*Supplied passage*
-- BEGIN --
Indicative Delisting Price: ₹353 per share
Current Promoter Holding: 74.43%

Key Takeaway

Shareholders of Hitech Corporation are being offered an exit at ₹353 per share by the promoter group. However, the delisting's success hinges on securing a strong shareholder vote and the final price determined through the Reverse Book Building (RBB) process.

Promoter Group Initiates Delisting

Hitech Corporation Limited's promoter entity, Geetanjali Trading and Investments Private Limited, has officially announced its intention to voluntarily delist the company's shares from stock exchanges. The proposal will utilize the Reverse Book Building (RBB) mechanism, with an initial price indication set at ₹353 per share, following SEBI regulations for delisting.

Why This Matters for Shareholders

This bid presents an opportunity for public shareholders to sell their stakes at the proposed ₹353 price. This indicative price is notably just above the company's all-time high of ₹351.35, signalling the promoters' commitment to gain shareholder backing. A successful delisting would transition Hitech Corporation into a private entity, thereby simplifying compliance obligations for the promoters.

Promoter Holding and Market Context

The promoter group currently controls 74.43% of Hitech Corporation. Based on NSE data for the six months leading up to May 25, 2026, the company's average market capitalization stood at ₹261.66 crore, with an average free float of ₹64.46 crore. Management has pointed to limited market engagement and share liquidity as primary drivers for pursuing delisting.
-- END --
*Dataset excerpts*
-- BEGIN --
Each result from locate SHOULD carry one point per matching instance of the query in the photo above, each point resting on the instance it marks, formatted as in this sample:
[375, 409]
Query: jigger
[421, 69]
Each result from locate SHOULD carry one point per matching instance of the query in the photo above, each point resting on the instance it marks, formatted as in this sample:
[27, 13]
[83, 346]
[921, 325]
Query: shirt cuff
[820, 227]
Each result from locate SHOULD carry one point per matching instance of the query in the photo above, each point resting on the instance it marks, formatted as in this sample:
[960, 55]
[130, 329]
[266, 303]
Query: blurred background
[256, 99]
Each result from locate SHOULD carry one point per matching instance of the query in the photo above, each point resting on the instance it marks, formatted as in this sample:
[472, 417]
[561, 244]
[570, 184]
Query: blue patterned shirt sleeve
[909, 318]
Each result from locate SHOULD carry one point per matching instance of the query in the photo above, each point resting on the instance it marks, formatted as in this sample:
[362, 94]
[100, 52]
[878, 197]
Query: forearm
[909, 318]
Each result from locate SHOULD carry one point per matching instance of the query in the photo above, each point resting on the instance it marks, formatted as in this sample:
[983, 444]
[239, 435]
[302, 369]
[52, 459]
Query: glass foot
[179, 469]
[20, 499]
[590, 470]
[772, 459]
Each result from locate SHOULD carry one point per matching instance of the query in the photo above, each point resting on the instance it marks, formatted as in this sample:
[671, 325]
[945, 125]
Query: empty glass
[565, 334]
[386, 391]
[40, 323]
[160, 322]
-- END --
*What to do*
**1.** Repeat the part of the Hitech Corporation delisting article that opens with the words containing "Why This Matters" and closes with "for the promoters.".
**2.** Write the next part of the Hitech Corporation delisting article, starting from the point where it stops.

*In response*
**1.**
Why This Matters for Shareholders

This bid presents an opportunity for public shareholders to sell their stakes at the proposed ₹353 price. This indicative price is notably just above the company's all-time high of ₹351.35, signalling the promoters' commitment to gain shareholder backing. A successful delisting would transition Hitech Corporation into a private entity, thereby simplifying compliance obligations for the promoters.

**2.**
Process and Approval Hurdles

For the delisting to proceed, it must clear several significant approvals. Public shareholders will vote on the proposal, requiring support where affirmative votes are at least double the negative votes. Additionally, the company's Board of Directors and the stock exchanges (BSE and NSE) must grant their consent. The final price will emerge from the RBB process, though the acquiring entity retains the right to accept or reject the discovered price. A sufficient number of shares must also be tendered by shareholders.

Potential Risks to Consider

  • Shareholder Approval: The delisting is dependent on achieving the specified 2:1 voting threshold in favor.
  • RBB Price Fluctuation: The actual exit price determined by RBB could vary from the initial ₹353 indication.
  • Acquirer's Discretion: The promoter group may withdraw the offer if the RBB price proves unacceptable.
  • Regulatory Clearance: Formal approvals from the relevant stock exchanges are a prerequisite.

Key Metrics

  • Indicative Delisting Price: ₹353 per share.
  • Average Market Cap (NSE, 6 months prior to May 25, 2026): ₹261.66 crore.
  • Average Free Float (NSE, 6 months prior to May 25, 2026): ₹64.46 crore.
  • All-Time High Share Price: ₹351.35.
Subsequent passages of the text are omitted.